**Entries provided:**

+ + +

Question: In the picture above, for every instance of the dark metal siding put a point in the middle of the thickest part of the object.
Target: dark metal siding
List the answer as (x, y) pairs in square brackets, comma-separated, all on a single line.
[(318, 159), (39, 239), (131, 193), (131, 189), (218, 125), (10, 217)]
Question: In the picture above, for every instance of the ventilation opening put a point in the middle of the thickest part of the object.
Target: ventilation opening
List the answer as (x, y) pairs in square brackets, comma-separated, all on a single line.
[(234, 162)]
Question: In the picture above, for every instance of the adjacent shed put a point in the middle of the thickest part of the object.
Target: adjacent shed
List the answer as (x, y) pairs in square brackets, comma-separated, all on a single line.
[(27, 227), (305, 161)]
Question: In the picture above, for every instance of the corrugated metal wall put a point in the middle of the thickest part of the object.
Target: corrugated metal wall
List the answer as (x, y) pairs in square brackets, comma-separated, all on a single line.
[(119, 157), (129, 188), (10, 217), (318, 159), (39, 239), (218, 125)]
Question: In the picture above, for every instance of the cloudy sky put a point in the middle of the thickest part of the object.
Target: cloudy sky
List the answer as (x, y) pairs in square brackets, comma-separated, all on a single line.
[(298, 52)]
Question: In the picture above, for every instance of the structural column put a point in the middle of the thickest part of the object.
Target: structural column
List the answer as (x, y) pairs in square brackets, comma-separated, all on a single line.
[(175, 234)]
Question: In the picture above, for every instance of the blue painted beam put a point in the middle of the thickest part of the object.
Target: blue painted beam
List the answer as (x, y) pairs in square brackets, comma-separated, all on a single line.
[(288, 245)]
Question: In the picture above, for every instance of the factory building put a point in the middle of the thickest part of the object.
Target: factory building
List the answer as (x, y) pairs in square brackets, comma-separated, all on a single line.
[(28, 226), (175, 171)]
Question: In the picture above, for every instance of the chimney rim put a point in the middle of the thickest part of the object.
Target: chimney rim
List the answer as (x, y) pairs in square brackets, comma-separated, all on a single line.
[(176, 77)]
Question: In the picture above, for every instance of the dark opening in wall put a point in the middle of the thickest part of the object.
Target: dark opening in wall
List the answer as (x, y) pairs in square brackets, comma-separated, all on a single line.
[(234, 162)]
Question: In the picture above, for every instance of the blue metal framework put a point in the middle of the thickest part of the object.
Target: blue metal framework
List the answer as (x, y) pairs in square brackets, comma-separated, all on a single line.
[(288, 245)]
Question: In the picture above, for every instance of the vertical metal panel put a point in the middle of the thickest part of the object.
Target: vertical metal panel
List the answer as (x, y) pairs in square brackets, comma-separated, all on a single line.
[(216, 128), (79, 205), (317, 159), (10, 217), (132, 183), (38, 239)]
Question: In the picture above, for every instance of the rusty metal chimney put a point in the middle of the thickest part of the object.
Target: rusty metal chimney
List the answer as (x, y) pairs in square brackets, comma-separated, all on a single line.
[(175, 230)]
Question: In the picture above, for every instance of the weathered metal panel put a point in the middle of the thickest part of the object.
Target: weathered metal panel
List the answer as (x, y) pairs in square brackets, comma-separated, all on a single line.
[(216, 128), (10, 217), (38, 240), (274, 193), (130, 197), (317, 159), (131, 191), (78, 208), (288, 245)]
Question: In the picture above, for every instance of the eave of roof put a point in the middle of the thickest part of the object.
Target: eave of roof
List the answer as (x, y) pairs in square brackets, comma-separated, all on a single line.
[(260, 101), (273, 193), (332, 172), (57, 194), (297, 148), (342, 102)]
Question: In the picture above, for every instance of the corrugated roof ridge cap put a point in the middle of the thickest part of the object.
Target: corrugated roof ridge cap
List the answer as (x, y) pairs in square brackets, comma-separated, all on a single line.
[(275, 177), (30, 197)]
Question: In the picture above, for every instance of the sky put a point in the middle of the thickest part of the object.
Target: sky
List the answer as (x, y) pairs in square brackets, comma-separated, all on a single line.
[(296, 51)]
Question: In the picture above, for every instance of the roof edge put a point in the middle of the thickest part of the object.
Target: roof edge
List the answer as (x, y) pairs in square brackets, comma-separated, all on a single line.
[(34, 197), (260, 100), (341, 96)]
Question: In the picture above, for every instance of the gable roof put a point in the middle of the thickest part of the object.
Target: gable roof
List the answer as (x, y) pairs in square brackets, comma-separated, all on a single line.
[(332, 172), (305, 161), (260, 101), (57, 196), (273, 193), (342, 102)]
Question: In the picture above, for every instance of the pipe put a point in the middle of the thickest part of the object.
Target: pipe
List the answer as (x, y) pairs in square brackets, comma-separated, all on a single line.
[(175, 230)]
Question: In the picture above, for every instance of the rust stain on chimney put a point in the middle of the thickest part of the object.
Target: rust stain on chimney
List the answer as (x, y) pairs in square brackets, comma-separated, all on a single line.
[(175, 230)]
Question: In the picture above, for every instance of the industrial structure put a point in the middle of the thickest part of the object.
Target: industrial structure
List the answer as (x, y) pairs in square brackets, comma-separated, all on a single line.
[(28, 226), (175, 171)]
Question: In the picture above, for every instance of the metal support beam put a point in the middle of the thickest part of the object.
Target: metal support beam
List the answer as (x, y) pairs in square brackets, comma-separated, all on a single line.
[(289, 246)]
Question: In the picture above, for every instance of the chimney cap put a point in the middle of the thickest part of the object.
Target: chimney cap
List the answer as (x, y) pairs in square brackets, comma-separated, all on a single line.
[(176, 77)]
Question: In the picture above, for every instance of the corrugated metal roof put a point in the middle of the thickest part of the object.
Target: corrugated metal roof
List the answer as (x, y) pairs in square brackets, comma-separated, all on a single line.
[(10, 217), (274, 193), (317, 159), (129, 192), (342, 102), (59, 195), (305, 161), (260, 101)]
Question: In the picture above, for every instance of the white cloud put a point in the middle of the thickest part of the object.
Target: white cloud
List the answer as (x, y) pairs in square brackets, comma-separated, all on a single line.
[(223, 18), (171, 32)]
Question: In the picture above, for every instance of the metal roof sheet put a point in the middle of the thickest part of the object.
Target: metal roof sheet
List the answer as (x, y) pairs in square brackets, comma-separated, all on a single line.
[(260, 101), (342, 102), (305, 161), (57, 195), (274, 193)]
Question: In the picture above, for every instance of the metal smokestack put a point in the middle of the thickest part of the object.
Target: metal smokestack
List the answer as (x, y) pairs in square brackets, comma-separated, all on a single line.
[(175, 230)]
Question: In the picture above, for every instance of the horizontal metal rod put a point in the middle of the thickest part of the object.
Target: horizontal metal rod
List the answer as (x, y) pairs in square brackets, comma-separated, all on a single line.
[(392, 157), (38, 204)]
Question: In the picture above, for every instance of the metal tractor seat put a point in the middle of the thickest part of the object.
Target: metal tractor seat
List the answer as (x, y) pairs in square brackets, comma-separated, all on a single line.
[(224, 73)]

+ + +

**What is required:** Copy out the lines of the material from the line with "metal roof put" to the line with "161), (260, 101)]", keeping every character as it stands.

**Response for this exercise:**
Question: In the picture above, for every instance of the corrugated metal roof put a point in the middle of the thickest part of the object.
Target: corrugated metal roof
List the answer as (x, y) pairs in square brackets, comma-separated, all on a single line.
[(10, 217), (274, 193), (317, 159), (129, 192), (342, 102), (59, 195), (305, 161), (260, 101)]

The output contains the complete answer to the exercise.